To top it all, I caught flu, which progressed to bacterial pneumonia, and I lost a significant chunk of my lung function. I was admitted to hospital last week where my blood “oxygen saturation” - which should be 98% - dipped as low as 74%. No wonder I was feeling so shit, the last few weeks. Insufficient oxygen in my too-thin blood, plus an excess of infections overwhelming my impoverished immune system. It has been a miserable experience. Frightening too: this is one of the more likely ways that myeloma kills.

So I spent 7 nights in the haemo ward, on a variety of antivirals and antibiotics as well as a nebuliser to open up my lungs, an oxygen canula up my nose, and all manner of other pills and jabs. They let me out on Saturday. I’m a lot better, though still very neutropenic and anaemic, and I’ve been warned to expect it will take weeks for my lungs to recover.

I think I’d been brewing up my infections for 3 or 4 weeks before I was admitted to the hospital. At the same time I had had some real problems with neuropathy (induced by the chemo), and muscle spasms (which seem to be my body’s panic reaction when things go wrong).

I’m now taking baclofen as an anti-spastic, which has improved my symptoms. But baclofen is a drug with a truly terrifying list of potential side effects of its own. Not least its potential for severe physical addiction, which I will have to attempt to navigate when the right time comes and I want to stop taking it. Medicine is a wonderful thing, but I do hate the fact that whatever befalls me, the answer is always another prescription. The list of things I’ve swallowed or had injected, these last few weeks, is quite staggering.

All in all, it’s been a pretty grim month. As lousy as anything myeloma has ever served up to me. Painful, debilitating, quite scary. And I’ll be keeping a low profile for a while as I (hopefully) recover. I’ve missed at least 3 weeks of chemo, but I should be well enough to start again in another week or so. I can hardly contain my excitement!

* When it’s like this, there are no words


  1. So sorry to hear this news, Alex. No words indeed. Sending you love and strength.

  2. I'm sorry to hear you've had such a rough time. Myeloma is utterly vile.

  3. Sorry to hear things are particularly rough at the moment. I often think about how you and the family are coping. Hoping things will soon take a turn for the better.

  4. Thalidomide causes terrible neuropathy and knocks the numbers down. Will they up the Thalidomide to 200mg? The Flu was particularly virulent this year with a nasty chest cough. Onwards and upwards from here for you I hope. Hang on in there. Not looking forward to my first relapse. This is the best Myeloma blog out there. Keep sharing. Much appreciated I am sure by all.

## YOUR OBJECTIVE:
Can you repeat the part of the myeloma post starting with "I think I’d" and going on through "is quite staggering."? None of the material that comes next is needed here.

## RAW DATA:
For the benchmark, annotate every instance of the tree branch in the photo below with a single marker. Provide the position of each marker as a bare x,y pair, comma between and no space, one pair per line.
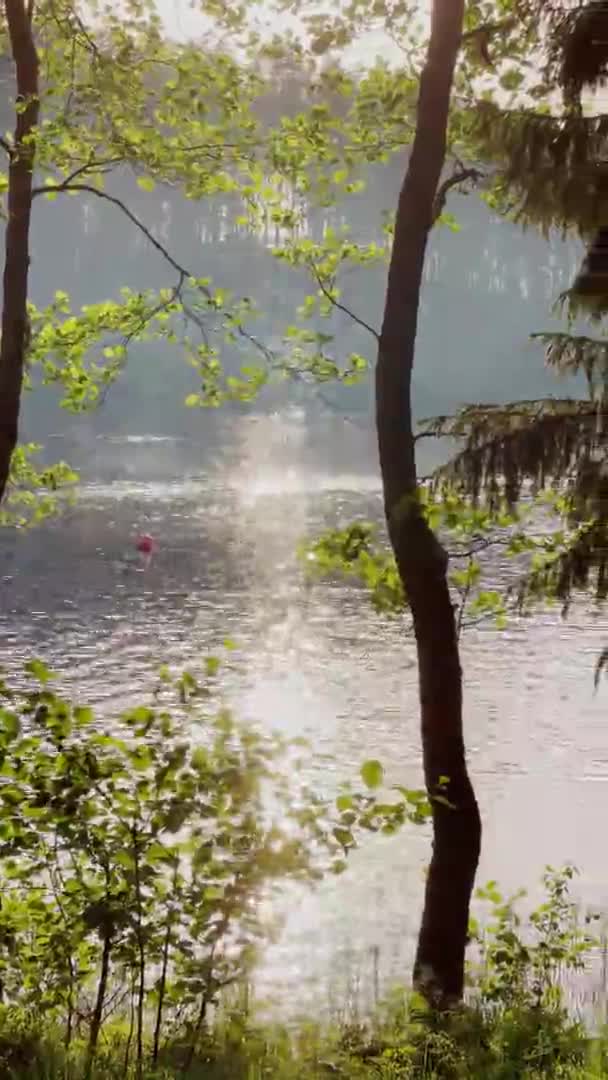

## WRITTEN ANSWER:
I think I’d been brewing up my infections for 3 or 4 weeks before I was admitted to the hospital. At the same time I had had some real problems with neuropathy (induced by the chemo), and muscle spasms (which seem to be my body’s panic reaction when things go wrong).

I’m now taking baclofen as an anti-spastic, which has improved my symptoms. But baclofen is a drug with a truly terrifying list of potential side effects of its own. Not least its potential for severe physical addiction, which I will have to attempt to navigate when the right time comes and I want to stop taking it. Medicine is a wonderful thing, but I do hate the fact that whatever befalls me, the answer is always another prescription. The list of things I’ve swallowed or had injected, these last few weeks, is quite staggering.